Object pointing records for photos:
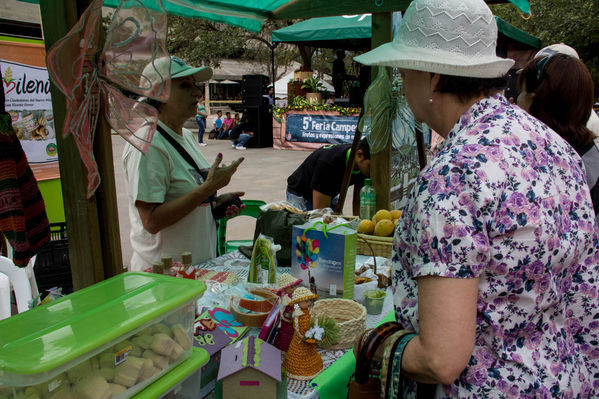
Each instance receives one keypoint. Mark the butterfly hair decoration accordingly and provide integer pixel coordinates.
(91, 75)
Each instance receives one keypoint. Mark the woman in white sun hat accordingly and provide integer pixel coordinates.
(495, 257)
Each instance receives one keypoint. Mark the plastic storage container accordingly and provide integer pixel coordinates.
(182, 382)
(109, 340)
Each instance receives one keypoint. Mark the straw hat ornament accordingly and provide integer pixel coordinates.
(438, 36)
(286, 280)
(302, 294)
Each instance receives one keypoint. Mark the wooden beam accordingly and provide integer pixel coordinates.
(311, 8)
(92, 225)
(380, 163)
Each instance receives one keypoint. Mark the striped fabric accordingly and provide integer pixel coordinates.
(23, 219)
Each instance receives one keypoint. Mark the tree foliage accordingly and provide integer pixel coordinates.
(573, 22)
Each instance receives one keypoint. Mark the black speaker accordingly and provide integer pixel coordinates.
(255, 101)
(260, 81)
(260, 121)
(252, 88)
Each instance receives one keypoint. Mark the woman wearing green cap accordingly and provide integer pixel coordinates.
(172, 186)
(495, 259)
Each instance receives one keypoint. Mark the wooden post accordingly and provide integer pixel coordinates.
(92, 225)
(207, 100)
(380, 163)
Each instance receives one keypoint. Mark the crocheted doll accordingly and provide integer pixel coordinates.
(287, 285)
(302, 361)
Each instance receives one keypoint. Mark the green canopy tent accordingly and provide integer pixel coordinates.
(353, 32)
(93, 229)
(250, 14)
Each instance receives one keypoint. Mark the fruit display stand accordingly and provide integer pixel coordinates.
(373, 245)
(375, 237)
(109, 340)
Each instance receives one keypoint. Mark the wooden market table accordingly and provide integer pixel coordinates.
(339, 364)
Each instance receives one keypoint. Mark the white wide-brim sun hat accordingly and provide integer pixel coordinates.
(450, 37)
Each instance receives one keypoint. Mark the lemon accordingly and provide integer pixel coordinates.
(384, 228)
(395, 214)
(366, 226)
(380, 215)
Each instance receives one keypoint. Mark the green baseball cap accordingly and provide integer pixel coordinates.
(179, 69)
(156, 72)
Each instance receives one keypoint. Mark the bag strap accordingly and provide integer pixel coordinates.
(179, 148)
(369, 347)
(189, 160)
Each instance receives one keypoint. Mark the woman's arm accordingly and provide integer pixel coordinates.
(447, 320)
(156, 217)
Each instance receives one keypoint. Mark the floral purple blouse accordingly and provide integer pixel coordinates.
(505, 199)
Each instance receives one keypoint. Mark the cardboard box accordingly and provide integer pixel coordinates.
(325, 257)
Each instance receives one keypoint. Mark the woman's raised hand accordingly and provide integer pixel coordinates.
(219, 176)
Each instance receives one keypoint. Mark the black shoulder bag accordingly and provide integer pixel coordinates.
(189, 160)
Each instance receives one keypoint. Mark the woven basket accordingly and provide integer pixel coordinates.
(381, 246)
(350, 317)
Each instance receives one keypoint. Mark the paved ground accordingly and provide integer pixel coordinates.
(262, 175)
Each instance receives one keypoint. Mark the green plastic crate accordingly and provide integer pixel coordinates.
(44, 347)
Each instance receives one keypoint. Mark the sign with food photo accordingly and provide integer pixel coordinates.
(27, 100)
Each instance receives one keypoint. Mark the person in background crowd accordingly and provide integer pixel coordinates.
(226, 127)
(171, 199)
(593, 122)
(218, 125)
(270, 96)
(558, 89)
(339, 75)
(495, 257)
(316, 183)
(201, 120)
(241, 134)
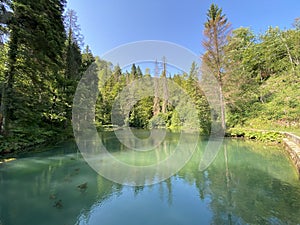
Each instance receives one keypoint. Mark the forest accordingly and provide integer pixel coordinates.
(43, 58)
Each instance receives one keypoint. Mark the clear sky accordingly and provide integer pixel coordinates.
(106, 24)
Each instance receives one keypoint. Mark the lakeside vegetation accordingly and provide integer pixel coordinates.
(43, 59)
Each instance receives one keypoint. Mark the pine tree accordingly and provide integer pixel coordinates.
(34, 59)
(217, 30)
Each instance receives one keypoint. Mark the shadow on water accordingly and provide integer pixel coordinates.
(248, 183)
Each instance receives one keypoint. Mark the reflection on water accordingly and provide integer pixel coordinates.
(248, 183)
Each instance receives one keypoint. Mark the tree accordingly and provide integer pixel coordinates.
(217, 30)
(34, 58)
(73, 60)
(5, 16)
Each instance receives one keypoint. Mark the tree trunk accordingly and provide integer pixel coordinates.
(222, 106)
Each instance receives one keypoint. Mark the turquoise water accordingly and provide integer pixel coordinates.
(248, 183)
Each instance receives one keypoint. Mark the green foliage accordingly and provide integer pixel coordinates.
(265, 136)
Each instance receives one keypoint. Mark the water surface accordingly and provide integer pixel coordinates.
(248, 183)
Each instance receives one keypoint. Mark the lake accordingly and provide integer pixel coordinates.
(247, 183)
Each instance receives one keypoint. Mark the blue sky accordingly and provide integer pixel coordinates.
(106, 24)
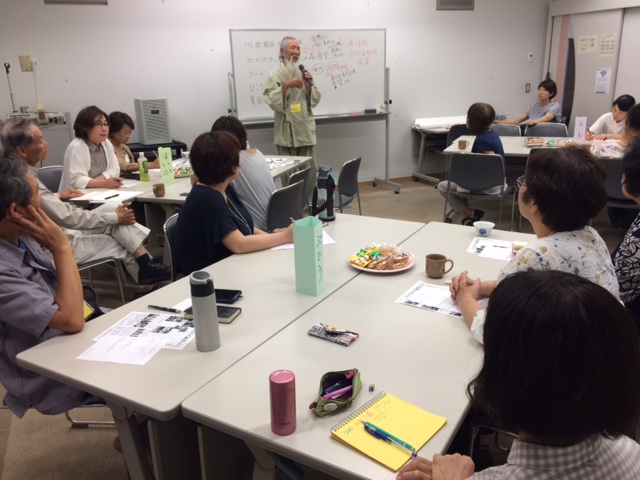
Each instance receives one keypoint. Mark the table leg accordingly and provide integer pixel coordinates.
(132, 446)
(421, 154)
(224, 456)
(174, 445)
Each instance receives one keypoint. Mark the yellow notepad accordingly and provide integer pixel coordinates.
(394, 415)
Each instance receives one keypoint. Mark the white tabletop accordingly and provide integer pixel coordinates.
(513, 146)
(423, 357)
(271, 303)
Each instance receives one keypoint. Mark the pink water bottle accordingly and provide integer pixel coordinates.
(282, 387)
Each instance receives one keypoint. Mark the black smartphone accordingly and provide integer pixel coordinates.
(225, 314)
(227, 296)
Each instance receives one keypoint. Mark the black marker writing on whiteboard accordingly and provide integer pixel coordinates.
(304, 70)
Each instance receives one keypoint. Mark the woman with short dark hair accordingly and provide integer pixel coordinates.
(545, 109)
(213, 223)
(561, 191)
(611, 125)
(626, 258)
(562, 369)
(480, 116)
(89, 160)
(120, 127)
(255, 184)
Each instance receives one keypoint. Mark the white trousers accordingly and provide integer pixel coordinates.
(117, 241)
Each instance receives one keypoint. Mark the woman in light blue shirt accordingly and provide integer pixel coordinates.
(545, 109)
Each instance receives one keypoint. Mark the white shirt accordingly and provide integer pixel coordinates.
(606, 124)
(77, 163)
(254, 186)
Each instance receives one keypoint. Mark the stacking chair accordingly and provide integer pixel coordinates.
(506, 130)
(547, 130)
(476, 172)
(304, 176)
(110, 261)
(170, 235)
(51, 176)
(348, 184)
(284, 205)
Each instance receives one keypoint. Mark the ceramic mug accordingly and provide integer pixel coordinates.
(158, 189)
(436, 265)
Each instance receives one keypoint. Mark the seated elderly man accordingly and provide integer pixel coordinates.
(99, 233)
(38, 300)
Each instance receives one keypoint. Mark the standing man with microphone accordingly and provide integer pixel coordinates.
(290, 92)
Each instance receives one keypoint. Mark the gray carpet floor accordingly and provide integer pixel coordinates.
(45, 448)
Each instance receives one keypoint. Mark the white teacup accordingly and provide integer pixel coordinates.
(484, 228)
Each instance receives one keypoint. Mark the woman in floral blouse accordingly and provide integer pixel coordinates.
(562, 190)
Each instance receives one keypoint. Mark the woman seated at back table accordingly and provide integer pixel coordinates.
(120, 127)
(561, 368)
(545, 109)
(255, 184)
(89, 161)
(213, 223)
(611, 125)
(615, 148)
(480, 116)
(561, 191)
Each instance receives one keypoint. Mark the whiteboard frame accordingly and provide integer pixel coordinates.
(233, 100)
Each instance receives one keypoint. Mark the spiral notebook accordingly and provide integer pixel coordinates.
(394, 415)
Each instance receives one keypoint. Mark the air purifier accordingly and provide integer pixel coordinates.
(152, 120)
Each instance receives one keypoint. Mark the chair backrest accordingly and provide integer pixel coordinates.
(51, 176)
(547, 130)
(348, 179)
(169, 236)
(476, 171)
(456, 131)
(284, 205)
(506, 130)
(304, 176)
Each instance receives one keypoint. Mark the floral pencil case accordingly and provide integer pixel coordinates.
(337, 390)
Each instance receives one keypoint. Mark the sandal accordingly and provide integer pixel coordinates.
(477, 215)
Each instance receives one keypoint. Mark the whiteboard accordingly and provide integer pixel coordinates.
(348, 68)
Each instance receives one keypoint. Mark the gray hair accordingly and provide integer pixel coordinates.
(15, 133)
(14, 186)
(283, 44)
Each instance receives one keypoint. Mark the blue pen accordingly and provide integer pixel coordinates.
(387, 437)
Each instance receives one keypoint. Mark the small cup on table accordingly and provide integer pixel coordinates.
(158, 189)
(436, 264)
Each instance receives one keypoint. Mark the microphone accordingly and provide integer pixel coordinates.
(303, 70)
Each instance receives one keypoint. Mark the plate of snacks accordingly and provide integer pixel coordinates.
(382, 259)
(182, 172)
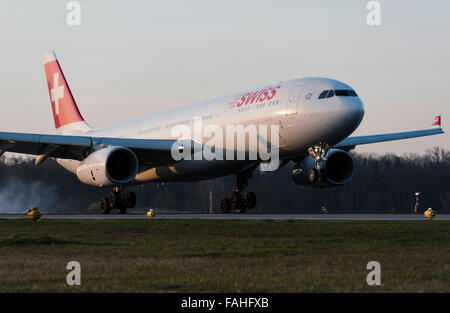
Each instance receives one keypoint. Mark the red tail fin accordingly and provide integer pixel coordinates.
(65, 110)
(436, 122)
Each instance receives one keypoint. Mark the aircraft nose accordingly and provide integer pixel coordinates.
(350, 112)
(354, 110)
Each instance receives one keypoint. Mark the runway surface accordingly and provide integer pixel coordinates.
(318, 217)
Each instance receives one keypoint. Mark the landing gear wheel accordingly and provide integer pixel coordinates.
(130, 200)
(313, 175)
(225, 205)
(251, 200)
(122, 209)
(236, 201)
(106, 208)
(114, 199)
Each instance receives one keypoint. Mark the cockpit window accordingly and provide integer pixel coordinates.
(323, 94)
(346, 93)
(339, 93)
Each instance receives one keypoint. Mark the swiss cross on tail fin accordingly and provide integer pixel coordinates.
(66, 115)
(436, 122)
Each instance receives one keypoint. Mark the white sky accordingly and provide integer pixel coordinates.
(136, 57)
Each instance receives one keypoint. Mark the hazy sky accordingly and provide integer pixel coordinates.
(136, 57)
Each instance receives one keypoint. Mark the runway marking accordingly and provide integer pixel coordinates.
(278, 217)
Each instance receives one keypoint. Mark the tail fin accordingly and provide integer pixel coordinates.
(436, 122)
(66, 115)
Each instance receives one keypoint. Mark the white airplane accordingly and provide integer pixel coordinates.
(313, 116)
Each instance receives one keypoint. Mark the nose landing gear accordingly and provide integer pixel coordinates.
(319, 152)
(118, 200)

_WHAT THE TASK REQUIRES_
Rewrite the stretch of material from the line containing "Each instance receives one keypoint. Mark the cockpit" through the end, adding 78 to every coordinate value and leaving all other text unchanged.

_TASK RESPONSE_
Each instance receives one keypoint. Mark the cockpit window accordingly and provide integer pixel coordinates.
(401, 172)
(424, 171)
(417, 171)
Each instance receives one keypoint. Mark the swiss cross on tail fin accordingly and provide integer pixel coordinates.
(144, 193)
(514, 200)
Each instance receives one keypoint. Mark the white sky accordingly and provide integer pixel coordinates.
(214, 135)
Each instance receives one keypoint. Mark the hazy sky accordingly and provide integer pixel coordinates.
(214, 135)
Each instance receives one keypoint. Mark the runway marking accordingly and provide integer pixel coordinates.
(356, 295)
Each instance receives one keypoint. Mark the tail fin accordingly and provide integer pixel coordinates.
(514, 200)
(144, 193)
Each instance receives one keypoint. Mark the white airplane accordingly and provide integer pixel coordinates.
(391, 194)
Each instance receives one keypoint. Mark the nose landing gear accordingly and provide integer pixel coordinates.
(397, 230)
(196, 278)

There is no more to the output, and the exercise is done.